#### CONSEGNA DELL'ESERCIZIO:
Secondo il brano su Album di famiglia, quale parola Ferrero non pronuncia mai quando racconta?

#### BRANO DEL DOCUMENTO:
L’elenco potrebbe continuare. È fin troppo breve il passo che separa le persone dai personaggi (due termini da non sovrapporre) e, se ormai è diventata totalizzante la cattiva abitudine di volgere a sagoma di personaggio chi invece dovrebbe essere ritenuto semplicemente ed esemplarmente una persona, fa riflettere la maniera in cui si pone chi racconta, cioè Ferrero: mai sul piedistallo del protagonismo e sempre con il piglio dell’umile osservatore che compie uno sforzo nel soppesare bene le parole, nel mettersi al servizio dell’altro e, come se non bastasse, senza mai pronunciare la parola “io”.
Può essere che Album di famiglia sia un esercizio di moralità in tempi in cui con troppa facilità si innalzano monumenti e si intonano inni gloriosi a chi ha ancora tanta strada da percorrere prima di arrivare al traguardo. E può essere pure che comporre quest’opera sia stato un modo attraverso cui, tracciando il riassunto di una parentela, elencando l’organigramma di una comunità che ha creduto in un progetto di vita prima ancora che culturale, Ferrero abbia inteso consegnarci una sorta di «romanzo della scrittura, di tante scritture, del loro farsi, e incrociarsi e nutrirsi reciprocamente». Così facendo, ci ha offerto la “sua” idea di scrittura senza l’arroganza precettistica di chi elargisce segreti nell’usare i ferri del mestiere, ma con l’eleganza di chi cerca conferma negli altri, quasi il segreto di una pedagogia costruttiva fosse nel mettersi da parte, nel recitare il ruolo dello spettatore non passivo, testimone di un tempo gravido di passioni.
Ne viene fuori un umile ed epico manifesto di estetica autobiografica o di autonarratologia, nel segno di un’idea di cultura che rimane inalterata per l’intero sessantennio, dove si fa continuo il rimando (mai nostalgico, semmai malinconico) per quel che oggi consideriamo una stagione di irripetibile fervore intellettuale e dove, a lungo andare, si professa la stessa regola che apparteneva ai chierici: la passione, lo studio, lo sforzo di inseguire il meglio possibile, che poteva essere tanto un magistero espresso in mille pagine quanto la levigata docilità di una costruzione sintattica.

#### DATI DI PARTENZA:
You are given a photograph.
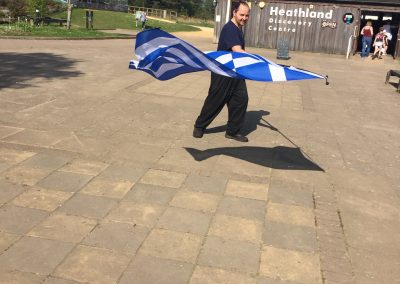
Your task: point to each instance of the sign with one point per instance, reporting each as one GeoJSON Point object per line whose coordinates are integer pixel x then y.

#### LA RISPOSTA:
La parola “io”.